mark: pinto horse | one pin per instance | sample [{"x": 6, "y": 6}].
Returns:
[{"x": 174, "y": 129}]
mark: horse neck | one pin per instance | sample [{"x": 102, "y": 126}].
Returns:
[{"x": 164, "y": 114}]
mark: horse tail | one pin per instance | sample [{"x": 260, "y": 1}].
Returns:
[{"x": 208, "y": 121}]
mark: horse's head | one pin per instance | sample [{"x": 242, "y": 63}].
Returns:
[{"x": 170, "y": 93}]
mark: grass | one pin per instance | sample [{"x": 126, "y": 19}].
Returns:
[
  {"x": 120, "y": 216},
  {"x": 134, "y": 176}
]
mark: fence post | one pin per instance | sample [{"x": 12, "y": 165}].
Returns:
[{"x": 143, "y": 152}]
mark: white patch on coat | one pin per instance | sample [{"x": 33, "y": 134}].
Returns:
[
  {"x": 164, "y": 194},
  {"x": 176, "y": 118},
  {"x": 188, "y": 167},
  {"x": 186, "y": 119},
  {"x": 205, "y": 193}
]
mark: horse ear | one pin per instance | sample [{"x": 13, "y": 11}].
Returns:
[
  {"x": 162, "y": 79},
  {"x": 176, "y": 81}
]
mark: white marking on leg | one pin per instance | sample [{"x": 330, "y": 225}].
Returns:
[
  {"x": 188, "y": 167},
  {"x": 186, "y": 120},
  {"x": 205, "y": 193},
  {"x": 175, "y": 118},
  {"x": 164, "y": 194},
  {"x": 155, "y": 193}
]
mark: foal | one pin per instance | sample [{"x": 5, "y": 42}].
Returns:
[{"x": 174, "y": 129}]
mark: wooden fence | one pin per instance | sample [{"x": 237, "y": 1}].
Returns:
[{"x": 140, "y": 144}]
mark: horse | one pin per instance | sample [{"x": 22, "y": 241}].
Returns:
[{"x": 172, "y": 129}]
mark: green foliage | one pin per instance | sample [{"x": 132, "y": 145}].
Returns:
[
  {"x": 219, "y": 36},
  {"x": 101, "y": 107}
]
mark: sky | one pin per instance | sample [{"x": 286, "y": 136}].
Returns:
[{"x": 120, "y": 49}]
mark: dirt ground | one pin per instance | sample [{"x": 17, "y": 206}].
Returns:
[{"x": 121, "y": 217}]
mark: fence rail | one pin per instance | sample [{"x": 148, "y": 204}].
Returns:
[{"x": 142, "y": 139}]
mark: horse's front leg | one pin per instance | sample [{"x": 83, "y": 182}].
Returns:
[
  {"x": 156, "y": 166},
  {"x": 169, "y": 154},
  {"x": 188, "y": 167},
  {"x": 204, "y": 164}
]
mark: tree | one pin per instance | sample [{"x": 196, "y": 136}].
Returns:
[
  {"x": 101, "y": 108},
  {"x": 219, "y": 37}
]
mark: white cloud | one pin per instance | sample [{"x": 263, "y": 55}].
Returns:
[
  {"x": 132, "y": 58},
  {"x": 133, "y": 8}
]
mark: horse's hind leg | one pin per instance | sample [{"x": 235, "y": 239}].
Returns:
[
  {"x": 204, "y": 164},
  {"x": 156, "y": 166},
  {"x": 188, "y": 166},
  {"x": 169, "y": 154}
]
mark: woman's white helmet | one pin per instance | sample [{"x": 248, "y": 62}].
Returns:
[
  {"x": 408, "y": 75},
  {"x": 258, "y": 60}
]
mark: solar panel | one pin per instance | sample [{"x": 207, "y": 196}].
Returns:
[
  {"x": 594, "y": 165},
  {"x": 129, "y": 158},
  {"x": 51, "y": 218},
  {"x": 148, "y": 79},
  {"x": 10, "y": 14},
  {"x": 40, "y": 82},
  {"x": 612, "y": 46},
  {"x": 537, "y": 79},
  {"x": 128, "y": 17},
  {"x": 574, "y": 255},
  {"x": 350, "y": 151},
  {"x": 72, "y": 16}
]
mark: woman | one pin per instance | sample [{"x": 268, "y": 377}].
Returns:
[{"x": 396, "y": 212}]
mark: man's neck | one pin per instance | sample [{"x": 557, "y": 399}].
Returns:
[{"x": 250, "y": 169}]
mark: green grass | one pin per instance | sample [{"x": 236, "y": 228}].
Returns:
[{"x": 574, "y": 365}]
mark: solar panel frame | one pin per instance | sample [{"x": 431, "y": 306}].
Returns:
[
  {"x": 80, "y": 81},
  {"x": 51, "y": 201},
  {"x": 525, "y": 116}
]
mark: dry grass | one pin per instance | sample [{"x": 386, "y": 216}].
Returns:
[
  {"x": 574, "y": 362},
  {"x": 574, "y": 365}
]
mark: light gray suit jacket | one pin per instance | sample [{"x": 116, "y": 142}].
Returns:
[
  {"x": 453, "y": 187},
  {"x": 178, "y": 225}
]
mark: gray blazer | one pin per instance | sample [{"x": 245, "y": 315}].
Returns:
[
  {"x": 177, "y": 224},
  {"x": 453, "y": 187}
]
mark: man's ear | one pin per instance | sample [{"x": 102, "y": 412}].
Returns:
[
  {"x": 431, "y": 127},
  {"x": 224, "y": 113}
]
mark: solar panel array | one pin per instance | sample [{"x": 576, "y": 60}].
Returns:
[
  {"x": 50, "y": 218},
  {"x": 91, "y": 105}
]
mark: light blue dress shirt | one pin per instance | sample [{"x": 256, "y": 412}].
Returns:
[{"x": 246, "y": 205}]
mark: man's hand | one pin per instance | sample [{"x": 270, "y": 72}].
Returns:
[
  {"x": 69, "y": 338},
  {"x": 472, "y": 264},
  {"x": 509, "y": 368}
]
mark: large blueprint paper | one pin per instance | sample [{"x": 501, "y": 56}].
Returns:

==================================================

WHAT IS REQUIRED:
Every record above needs to be returned in full, exactly.

EXERCISE ANSWER:
mark: pinto horse | one pin per instance | sample [{"x": 6, "y": 6}].
Returns:
[{"x": 174, "y": 129}]
mark: horse neck | one pin per instance | sample [{"x": 102, "y": 126}].
Returns:
[{"x": 164, "y": 114}]
mark: horse tail | one pin per instance | sample [{"x": 260, "y": 1}].
Returns:
[{"x": 208, "y": 121}]
mark: horse's head | one pin per instance | sample [{"x": 242, "y": 63}].
Returns:
[{"x": 170, "y": 93}]
mark: grass | one pin per instance | sample [{"x": 126, "y": 19}].
Returns:
[
  {"x": 120, "y": 216},
  {"x": 134, "y": 176}
]
mark: fence post | one pin per instance | sample [{"x": 12, "y": 165}].
Returns:
[{"x": 143, "y": 152}]
mark: white patch on coat | one pin per instance | sample [{"x": 33, "y": 134}].
Returns:
[
  {"x": 164, "y": 194},
  {"x": 176, "y": 118},
  {"x": 188, "y": 167},
  {"x": 186, "y": 119},
  {"x": 205, "y": 193}
]
mark: horse ear | one pin per instance | sample [{"x": 13, "y": 11}].
Returns:
[
  {"x": 162, "y": 79},
  {"x": 176, "y": 81}
]
mark: white marking on leg | one pin per instance | sample [{"x": 330, "y": 225}].
Returns:
[
  {"x": 188, "y": 167},
  {"x": 186, "y": 120},
  {"x": 205, "y": 193},
  {"x": 175, "y": 118},
  {"x": 164, "y": 194},
  {"x": 155, "y": 193}
]
mark: foal | one pin per instance | sample [{"x": 5, "y": 42}].
Returns:
[{"x": 174, "y": 129}]
mark: wooden fence | one pin per instance | sample [{"x": 237, "y": 1}].
Returns:
[{"x": 140, "y": 144}]
mark: horse | one pin per instance | sample [{"x": 22, "y": 241}].
Returns:
[{"x": 172, "y": 129}]
mark: green foliage | one pin per instance | sample [{"x": 132, "y": 145}].
Returns:
[
  {"x": 219, "y": 36},
  {"x": 101, "y": 107}
]
mark: sky | one pin per instance | sample [{"x": 286, "y": 136}].
Returns:
[{"x": 120, "y": 49}]
mark: dirt ground | one pin per instance | sample [{"x": 17, "y": 206}].
Returns:
[{"x": 121, "y": 217}]
mark: fence rail | one pin per instance | sample [{"x": 148, "y": 204}].
Returns:
[{"x": 142, "y": 139}]
mark: horse's front leg | one pin per instance | sample [{"x": 83, "y": 182}].
Returns:
[
  {"x": 156, "y": 166},
  {"x": 169, "y": 154},
  {"x": 188, "y": 167},
  {"x": 204, "y": 164}
]
mark: tree | one pin per instance | sample [{"x": 196, "y": 136}].
Returns:
[
  {"x": 101, "y": 108},
  {"x": 219, "y": 37}
]
mark: white cloud | one pin per instance | sample [{"x": 263, "y": 55}].
Returns:
[
  {"x": 132, "y": 58},
  {"x": 133, "y": 8}
]
mark: horse's hind leg | one pin per instance | sample [{"x": 235, "y": 239}].
Returns:
[
  {"x": 204, "y": 164},
  {"x": 156, "y": 166},
  {"x": 188, "y": 166},
  {"x": 169, "y": 154}
]
mark: woman's white helmet | one pin per instance | sample [{"x": 248, "y": 62}].
Returns:
[
  {"x": 408, "y": 75},
  {"x": 258, "y": 60}
]
mark: solar panel | one pin per instance | sample [{"x": 207, "y": 196}].
Returns:
[
  {"x": 594, "y": 165},
  {"x": 129, "y": 158},
  {"x": 51, "y": 218},
  {"x": 148, "y": 79},
  {"x": 10, "y": 14},
  {"x": 40, "y": 82},
  {"x": 612, "y": 46},
  {"x": 537, "y": 79},
  {"x": 128, "y": 17},
  {"x": 574, "y": 255},
  {"x": 350, "y": 151},
  {"x": 72, "y": 16}
]
mark: woman | one pin per instance | sample [{"x": 268, "y": 377}].
Returns:
[{"x": 396, "y": 212}]
mark: man's neck | one pin per instance | sample [{"x": 557, "y": 399}].
Returns:
[{"x": 250, "y": 169}]
mark: green grass | one pin per instance | sample [{"x": 236, "y": 228}].
Returns:
[{"x": 574, "y": 365}]
mark: solar panel frame | one pin per instance | sample [{"x": 431, "y": 306}].
Returns:
[
  {"x": 80, "y": 81},
  {"x": 51, "y": 201},
  {"x": 525, "y": 116}
]
mark: dry grass | one pin per instance | sample [{"x": 386, "y": 216}].
Returns:
[
  {"x": 574, "y": 362},
  {"x": 574, "y": 365}
]
mark: light gray suit jacket | one pin per instance | sample [{"x": 116, "y": 142}].
Returns:
[
  {"x": 453, "y": 187},
  {"x": 178, "y": 225}
]
mark: gray blazer | one pin per instance | sample [{"x": 245, "y": 315}].
Returns:
[
  {"x": 177, "y": 224},
  {"x": 453, "y": 187}
]
mark: man's ear | one pin per instance | sample [{"x": 102, "y": 412}].
Returns:
[
  {"x": 431, "y": 127},
  {"x": 224, "y": 113}
]
mark: solar panel array | one pin per instance | sample [{"x": 576, "y": 60}].
Returns:
[
  {"x": 50, "y": 218},
  {"x": 91, "y": 105}
]
mark: light blue dress shirt | one pin per instance | sample [{"x": 256, "y": 412}].
Returns:
[{"x": 246, "y": 205}]
mark: man's hand | one pin per instance | sample [{"x": 270, "y": 72}].
Returns:
[
  {"x": 69, "y": 338},
  {"x": 472, "y": 264},
  {"x": 509, "y": 368}
]
mark: large blueprint paper | one pin per instance | sample [{"x": 501, "y": 56}].
Returns:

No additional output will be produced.